*What you are asked to do:*
Could you give the material below again with every "pointer" replaced by "locator" and everything else left unchanged?

*Supplied data:*
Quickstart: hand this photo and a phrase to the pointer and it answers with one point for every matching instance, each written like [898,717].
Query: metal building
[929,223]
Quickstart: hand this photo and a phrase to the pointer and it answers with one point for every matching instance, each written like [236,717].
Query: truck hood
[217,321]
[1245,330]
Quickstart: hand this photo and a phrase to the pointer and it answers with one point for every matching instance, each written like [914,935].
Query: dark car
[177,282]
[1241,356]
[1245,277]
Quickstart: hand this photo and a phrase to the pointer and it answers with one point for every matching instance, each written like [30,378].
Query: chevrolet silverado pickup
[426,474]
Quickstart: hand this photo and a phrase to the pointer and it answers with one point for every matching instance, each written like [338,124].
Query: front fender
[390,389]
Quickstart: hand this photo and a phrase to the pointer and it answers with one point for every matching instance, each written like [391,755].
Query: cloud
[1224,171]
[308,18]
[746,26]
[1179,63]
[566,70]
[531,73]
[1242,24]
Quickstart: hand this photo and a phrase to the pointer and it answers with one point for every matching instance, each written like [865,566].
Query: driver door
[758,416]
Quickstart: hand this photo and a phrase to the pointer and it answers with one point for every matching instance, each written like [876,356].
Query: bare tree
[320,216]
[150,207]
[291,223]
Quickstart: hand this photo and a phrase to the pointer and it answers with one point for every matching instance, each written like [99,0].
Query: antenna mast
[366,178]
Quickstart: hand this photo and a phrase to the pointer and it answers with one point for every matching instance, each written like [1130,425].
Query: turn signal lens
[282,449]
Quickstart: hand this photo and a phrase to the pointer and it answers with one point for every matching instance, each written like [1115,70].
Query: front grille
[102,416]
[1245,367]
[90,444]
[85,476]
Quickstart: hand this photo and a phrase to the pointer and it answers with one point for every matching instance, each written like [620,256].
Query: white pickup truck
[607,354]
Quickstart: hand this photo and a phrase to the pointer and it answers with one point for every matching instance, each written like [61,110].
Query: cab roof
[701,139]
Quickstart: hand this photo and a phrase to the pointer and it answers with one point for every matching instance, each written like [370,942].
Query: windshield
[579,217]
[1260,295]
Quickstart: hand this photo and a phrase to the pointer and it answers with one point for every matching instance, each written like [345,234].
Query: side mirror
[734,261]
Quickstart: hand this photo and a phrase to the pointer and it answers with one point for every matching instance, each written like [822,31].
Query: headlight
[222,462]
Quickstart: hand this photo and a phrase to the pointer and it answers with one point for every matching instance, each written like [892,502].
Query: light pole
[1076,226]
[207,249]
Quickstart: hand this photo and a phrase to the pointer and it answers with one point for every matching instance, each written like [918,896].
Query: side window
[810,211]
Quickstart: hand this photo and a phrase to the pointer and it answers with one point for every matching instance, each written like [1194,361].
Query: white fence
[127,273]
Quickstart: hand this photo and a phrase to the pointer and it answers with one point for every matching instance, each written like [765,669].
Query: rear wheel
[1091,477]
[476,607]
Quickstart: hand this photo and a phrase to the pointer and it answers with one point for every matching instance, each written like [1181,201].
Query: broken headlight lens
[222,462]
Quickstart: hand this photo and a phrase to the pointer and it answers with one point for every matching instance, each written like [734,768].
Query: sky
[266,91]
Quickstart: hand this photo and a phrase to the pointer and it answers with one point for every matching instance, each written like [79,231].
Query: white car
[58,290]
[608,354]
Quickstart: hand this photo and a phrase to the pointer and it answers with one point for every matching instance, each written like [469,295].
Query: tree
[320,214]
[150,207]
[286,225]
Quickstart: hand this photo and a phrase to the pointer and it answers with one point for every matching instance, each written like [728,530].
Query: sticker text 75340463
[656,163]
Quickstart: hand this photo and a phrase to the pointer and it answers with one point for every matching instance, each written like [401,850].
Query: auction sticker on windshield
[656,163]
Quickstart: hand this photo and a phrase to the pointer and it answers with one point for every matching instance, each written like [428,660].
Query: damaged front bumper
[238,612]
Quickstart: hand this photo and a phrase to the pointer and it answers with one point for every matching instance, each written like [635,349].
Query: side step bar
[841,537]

*Solved problem:*
Quickstart: hand this photo and a phrase to the locator and it answers with one point for every matching instance, each written like [898,717].
Query: metal building
[929,223]
Quickstart: hand this photo and a phrase to the locator and it answers with one point for every matching instance, each written like [236,717].
Query: truck hood
[217,321]
[1245,330]
Quickstart: hand this photo and a phrase to the locator and it answers with one point for every matching instance, each written like [914,935].
Query: dark car
[177,282]
[1241,356]
[1245,277]
Quickstart: hand this photo and a phrase to the locator and it answers with one point for every matching instance, each written like [30,378].
Query: chevrolet silverado pickup
[426,474]
Quickstart: hand this photo and a phrase to the locator and it answers with one point for every matching instance, each written like [338,124].
Query: front fender
[390,389]
Quickstart: hand this photo and a phrase to the locator and it answers with one point for every matching instance, each written like [391,755].
Query: cloud
[1224,171]
[308,18]
[746,26]
[1179,63]
[566,70]
[531,73]
[1242,24]
Quickstart: hand this photo and a phrase to the locator and it answers with one point for every matching instance, each written like [865,566].
Query: driver door
[758,416]
Quickstart: hand this photo and a phrase to the locator and it answers with one point for every matching instance, each written like [876,356].
Query: bare tree
[320,216]
[150,207]
[291,223]
Quickstart: hand this photo and a phrase to the locator and it answers with one point for every matching instance, each written like [99,0].
Query: antenna mast
[366,178]
Quickstart: hand this photo and a phrase to the locator and it answers with one point for every matching instance, each written like [1130,425].
Query: turn signal lens
[282,449]
Quickstart: hand this photo and a phrase to the locator and it answers with one point for every matching instance, each written like [1115,70].
Query: front grille
[102,416]
[1245,367]
[90,444]
[85,476]
Quickstart: hand this photo and a phrase to the locator and it answers with one point for every matching instance, each written like [620,256].
Query: white pickup truck
[607,354]
Quickstart: hand this photo and a phrase to the locator and it answers with one point for every matching instance, each written like [61,110].
Query: cab roof
[701,139]
Quickstart: hand this photo and a phrase to the locator and it answers with one point for every matching instance, each written like [370,942].
Query: windshield
[579,217]
[1260,295]
Quickstart: hand this photo and a phrase to the locator and it answers with one point for every matching instance, each written like [345,234].
Query: side mirror
[734,261]
Quickstart: hand this photo and a phrase to the locator and it answers with one point for every matching instance, each written like [822,31].
Query: headlight
[222,462]
Quickstart: hand this photo and a phrase to the locator and it answers with one point for every matching instance, each written like [892,502].
Query: light pole
[1076,226]
[207,249]
Quickstart: hand this photo and a phrase to the locator and it answers with one point for every matching instance, each written like [918,896].
Query: side window
[810,211]
Quickstart: hand this photo and a phrase to the locator and it answers with one point for every matching instance, each written like [1194,361].
Query: white fence
[127,273]
Quickstart: hand this photo and a phrase to the locator and it answers with one point for every matching instance, each written like [765,669].
Query: rear wheel
[1091,477]
[476,607]
Quickstart: hand this photo and a phrase to the locator and it answers with one point for every matching instance, each written like [1181,201].
Query: broken headlight lens
[222,462]
Quickstart: hand this photo and a phrase to the locator and it answers with one point for every matching instance, each written like [734,768].
Query: sky
[266,91]
Quickstart: hand this photo and a phrase to the locator and it answers with one point for every matching instance, each written like [79,231].
Query: white car
[58,290]
[608,354]
Quickstart: hand this photo and a phrase to the locator and it answers with one point for every matching instance, each written like [469,295].
Query: tree
[320,214]
[150,207]
[286,225]
Quickstart: hand this photo and a phrase to the locator and it answers with one point for every matching instance, each written like [728,530].
Query: sticker text 75340463
[656,163]
Quickstart: hand this photo and a phrase to the locator and it answers with one point for every matching instance, each written like [401,850].
Query: auction sticker on windshield
[656,163]
Quickstart: hand this photo and a phrase to the locator and it answers with one point for every matching instance, each written like [428,660].
Query: damaged front bumper
[238,612]
Quickstart: hand this photo and a phrase to the locator and it answers with one point for every matching instance, each written like [635,349].
Query: side step bar
[841,537]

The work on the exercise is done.